* What the task requires
Reproduce the listing below, swapping each "place a marker on" for "put a pin on" and leaving everything else as it is.

* Rows
.....
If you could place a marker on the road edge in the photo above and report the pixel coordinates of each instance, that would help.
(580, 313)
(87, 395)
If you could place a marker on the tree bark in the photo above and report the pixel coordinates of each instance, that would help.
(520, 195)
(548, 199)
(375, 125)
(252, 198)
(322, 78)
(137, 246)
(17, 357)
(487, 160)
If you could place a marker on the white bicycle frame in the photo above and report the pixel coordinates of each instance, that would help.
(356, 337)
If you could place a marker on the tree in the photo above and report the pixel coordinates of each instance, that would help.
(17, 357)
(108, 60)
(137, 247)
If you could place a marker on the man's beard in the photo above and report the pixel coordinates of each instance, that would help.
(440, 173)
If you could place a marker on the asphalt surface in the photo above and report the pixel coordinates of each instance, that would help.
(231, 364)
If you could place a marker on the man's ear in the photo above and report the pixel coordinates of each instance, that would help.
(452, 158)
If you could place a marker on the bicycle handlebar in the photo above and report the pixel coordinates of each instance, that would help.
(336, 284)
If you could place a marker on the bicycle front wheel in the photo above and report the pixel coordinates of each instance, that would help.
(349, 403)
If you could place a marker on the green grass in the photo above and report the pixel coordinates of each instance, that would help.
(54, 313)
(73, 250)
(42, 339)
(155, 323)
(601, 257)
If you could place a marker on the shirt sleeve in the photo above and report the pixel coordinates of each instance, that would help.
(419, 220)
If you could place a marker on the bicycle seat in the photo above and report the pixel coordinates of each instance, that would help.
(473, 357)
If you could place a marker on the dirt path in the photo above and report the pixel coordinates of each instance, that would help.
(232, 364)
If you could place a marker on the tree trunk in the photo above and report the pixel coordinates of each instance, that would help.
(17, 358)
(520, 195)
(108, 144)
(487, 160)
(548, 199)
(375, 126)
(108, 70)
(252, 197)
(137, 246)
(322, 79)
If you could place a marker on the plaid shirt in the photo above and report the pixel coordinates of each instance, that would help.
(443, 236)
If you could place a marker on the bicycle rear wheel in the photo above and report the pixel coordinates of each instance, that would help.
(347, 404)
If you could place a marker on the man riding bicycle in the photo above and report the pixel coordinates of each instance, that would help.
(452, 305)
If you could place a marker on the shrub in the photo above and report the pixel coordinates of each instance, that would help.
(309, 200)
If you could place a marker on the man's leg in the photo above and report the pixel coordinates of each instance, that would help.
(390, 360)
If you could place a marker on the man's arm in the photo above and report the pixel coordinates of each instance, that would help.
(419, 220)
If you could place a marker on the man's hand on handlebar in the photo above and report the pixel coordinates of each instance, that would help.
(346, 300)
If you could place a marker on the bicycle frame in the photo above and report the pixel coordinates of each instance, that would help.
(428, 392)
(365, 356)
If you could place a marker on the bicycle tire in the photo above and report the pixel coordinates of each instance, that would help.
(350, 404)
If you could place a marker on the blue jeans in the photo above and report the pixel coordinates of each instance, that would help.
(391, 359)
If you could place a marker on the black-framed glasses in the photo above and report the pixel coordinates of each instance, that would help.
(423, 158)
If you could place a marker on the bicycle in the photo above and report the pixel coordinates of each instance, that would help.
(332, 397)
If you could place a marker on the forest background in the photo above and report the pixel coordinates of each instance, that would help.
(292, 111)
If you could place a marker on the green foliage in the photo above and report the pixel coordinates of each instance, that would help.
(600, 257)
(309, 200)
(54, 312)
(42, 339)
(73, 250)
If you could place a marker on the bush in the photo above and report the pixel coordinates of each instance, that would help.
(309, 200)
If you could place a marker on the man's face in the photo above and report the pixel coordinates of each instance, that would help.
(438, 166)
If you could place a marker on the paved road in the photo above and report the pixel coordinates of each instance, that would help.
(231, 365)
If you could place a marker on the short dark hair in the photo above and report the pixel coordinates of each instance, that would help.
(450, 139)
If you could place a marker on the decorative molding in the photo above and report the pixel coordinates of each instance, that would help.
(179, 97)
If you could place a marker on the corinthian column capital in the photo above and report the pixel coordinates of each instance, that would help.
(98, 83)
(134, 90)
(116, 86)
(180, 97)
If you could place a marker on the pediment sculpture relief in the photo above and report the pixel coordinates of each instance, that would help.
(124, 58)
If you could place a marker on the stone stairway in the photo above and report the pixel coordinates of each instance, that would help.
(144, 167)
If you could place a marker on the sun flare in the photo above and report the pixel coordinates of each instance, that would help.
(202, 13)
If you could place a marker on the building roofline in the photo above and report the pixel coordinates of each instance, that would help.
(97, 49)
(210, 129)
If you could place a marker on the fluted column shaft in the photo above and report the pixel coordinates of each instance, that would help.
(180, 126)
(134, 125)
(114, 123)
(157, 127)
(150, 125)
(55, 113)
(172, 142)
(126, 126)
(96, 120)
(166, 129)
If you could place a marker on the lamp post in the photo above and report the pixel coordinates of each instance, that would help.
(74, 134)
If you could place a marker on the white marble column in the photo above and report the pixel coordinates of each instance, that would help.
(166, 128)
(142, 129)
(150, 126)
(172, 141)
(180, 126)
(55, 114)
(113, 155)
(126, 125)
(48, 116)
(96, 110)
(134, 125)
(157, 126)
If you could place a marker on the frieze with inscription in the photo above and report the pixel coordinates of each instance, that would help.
.....
* Finished answer
If you could put a pin on the road edge in the photo above and report the pixel coordinates of each instance, that would help.
(580, 313)
(87, 395)
If you could put a pin on the tree bark in the photo above and report the pixel coordinates of each instance, that would help.
(520, 195)
(548, 199)
(375, 125)
(252, 198)
(322, 78)
(137, 246)
(17, 357)
(487, 160)
If you could put a pin on the white bicycle frame in the photo above and report the pixel coordinates of each instance, that would help.
(356, 337)
If you could put a pin on the tree in the photo above and report the pixel coordinates of each instance, that would help.
(17, 357)
(108, 60)
(137, 247)
If you could put a pin on the man's beard in the photo above and report the pixel coordinates of each instance, that would help.
(440, 173)
If you could put a pin on the asphalt surface in the photo above and report the pixel coordinates of each instance, that would help.
(231, 364)
If you could put a pin on the man's ear in the photo above and report the pixel coordinates of each instance, that would help.
(452, 158)
If you could put a pin on the bicycle handlebar in the photo above and report the pixel coordinates of each instance, that would help.
(336, 284)
If you could put a pin on the bicycle front wheel in the photo above and report the pixel coordinates of each instance, that would help.
(349, 403)
If you could put a pin on the green grass in the photo above and report the pixel coordinates of each instance, that would help.
(54, 313)
(73, 250)
(42, 339)
(155, 323)
(601, 257)
If you could put a pin on the shirt sleeve in the photo above and report the pixel coordinates of each instance, that would help.
(419, 220)
If you could put a pin on the bicycle seat in the photo above and report the pixel coordinates of each instance, that would help.
(473, 357)
If you could put a pin on the dirt path in the photo above and report the pixel coordinates of each instance, that would help.
(232, 364)
If you could put a pin on the tree trunk in the photo above and report the pixel coordinates of each instance, that would help.
(17, 358)
(520, 195)
(108, 144)
(487, 160)
(548, 199)
(375, 126)
(108, 70)
(252, 197)
(137, 246)
(322, 79)
If you could put a pin on the plaid shirt in the photo above and report the pixel coordinates of each instance, that would help.
(443, 236)
If you could put a pin on the bicycle rear wheel in the photo above and report the pixel coordinates of each instance, that would help.
(347, 404)
If you could put a pin on the man riding bicycle in the photo above and report the pixel coordinates of each instance, that would help.
(452, 305)
If you could put a pin on the shrub in the photo above and report the pixel coordinates of each instance, that would help.
(309, 200)
If you could put a pin on the man's leg in the photo above and report the pixel coordinates of each instance, that would help.
(390, 360)
If you could put a pin on the man's arm in the photo above and report the pixel coordinates of each instance, that would help.
(419, 220)
If you could put a pin on the man's hand on handlebar in the photo above and report the pixel coordinates of each instance, that would help.
(346, 300)
If you could put a pin on the bicycle frame in the photo above and report the pixel coordinates of each instance, that would help.
(428, 392)
(365, 356)
If you could put a pin on the bicycle tire in the photo above and report the pixel coordinates of each instance, that would help.
(350, 404)
If you could put a pin on the blue jeans in the photo above and report the pixel coordinates of each instance, that would help.
(391, 359)
If you could put a pin on the black-framed glasses in the photo above and report the pixel coordinates of each instance, that would help.
(423, 158)
If you could put a pin on the bicycle in the photo above and report the pixel coordinates of each instance, that would help.
(332, 397)
If you could put a pin on the forest background in the photo above and report the pixel coordinates of each instance, that would help.
(292, 111)
If you could put a pin on the green foliage in the photo above and report the pixel coordinates of each instance, that would help.
(600, 257)
(309, 200)
(54, 312)
(42, 339)
(73, 250)
If you could put a pin on the bush in the photo above and report the pixel coordinates of each instance, that would help.
(309, 200)
If you could put a pin on the man's face in the photo above and report the pixel coordinates of each instance, that would help.
(438, 166)
If you could put a pin on the paved road in the photo above and report the pixel coordinates of each instance, that would help.
(231, 365)
If you could put a pin on the short dark hair in the photo above and report the pixel coordinates of each instance, that would help.
(450, 139)
If you could put a pin on the decorative molding in the photo above and report the pixel coordinates of each instance, that would help.
(179, 97)
If you could put a pin on the corinthian column capital in the photo above and report the pixel coordinates of each instance, that would help.
(98, 83)
(134, 90)
(116, 86)
(180, 97)
If you could put a pin on the pediment sculpture relief in the photo above and report the pixel coordinates of each instance, that would help.
(124, 58)
If you could put a pin on the stone stairway in the photo above and report the pixel coordinates of each instance, that would help.
(144, 167)
If you could put a pin on the sun flare in the photo above and report the pixel coordinates of each instance, that would help.
(202, 13)
If you could put a pin on the building roofline in the photo above and report the pixel coordinates of each instance, that would help.
(97, 49)
(210, 129)
If you could put a pin on the fluted column shaft in the photo above and report the pixel coordinates of each instance, that would help.
(180, 126)
(134, 125)
(114, 123)
(157, 127)
(150, 125)
(55, 113)
(172, 142)
(126, 126)
(96, 120)
(166, 129)
If you could put a pin on the lamp post in the photo above and report the pixel coordinates of each instance, that would help.
(74, 134)
If you could put a pin on the white marble column in the photo above and report the pixel coordinates of each instance, that would help.
(166, 128)
(142, 129)
(150, 126)
(172, 141)
(180, 126)
(55, 114)
(113, 155)
(126, 125)
(48, 116)
(96, 110)
(134, 125)
(157, 126)
If you could put a pin on the frieze with inscription in the photo above and report the pixel coordinates of each instance, that would help.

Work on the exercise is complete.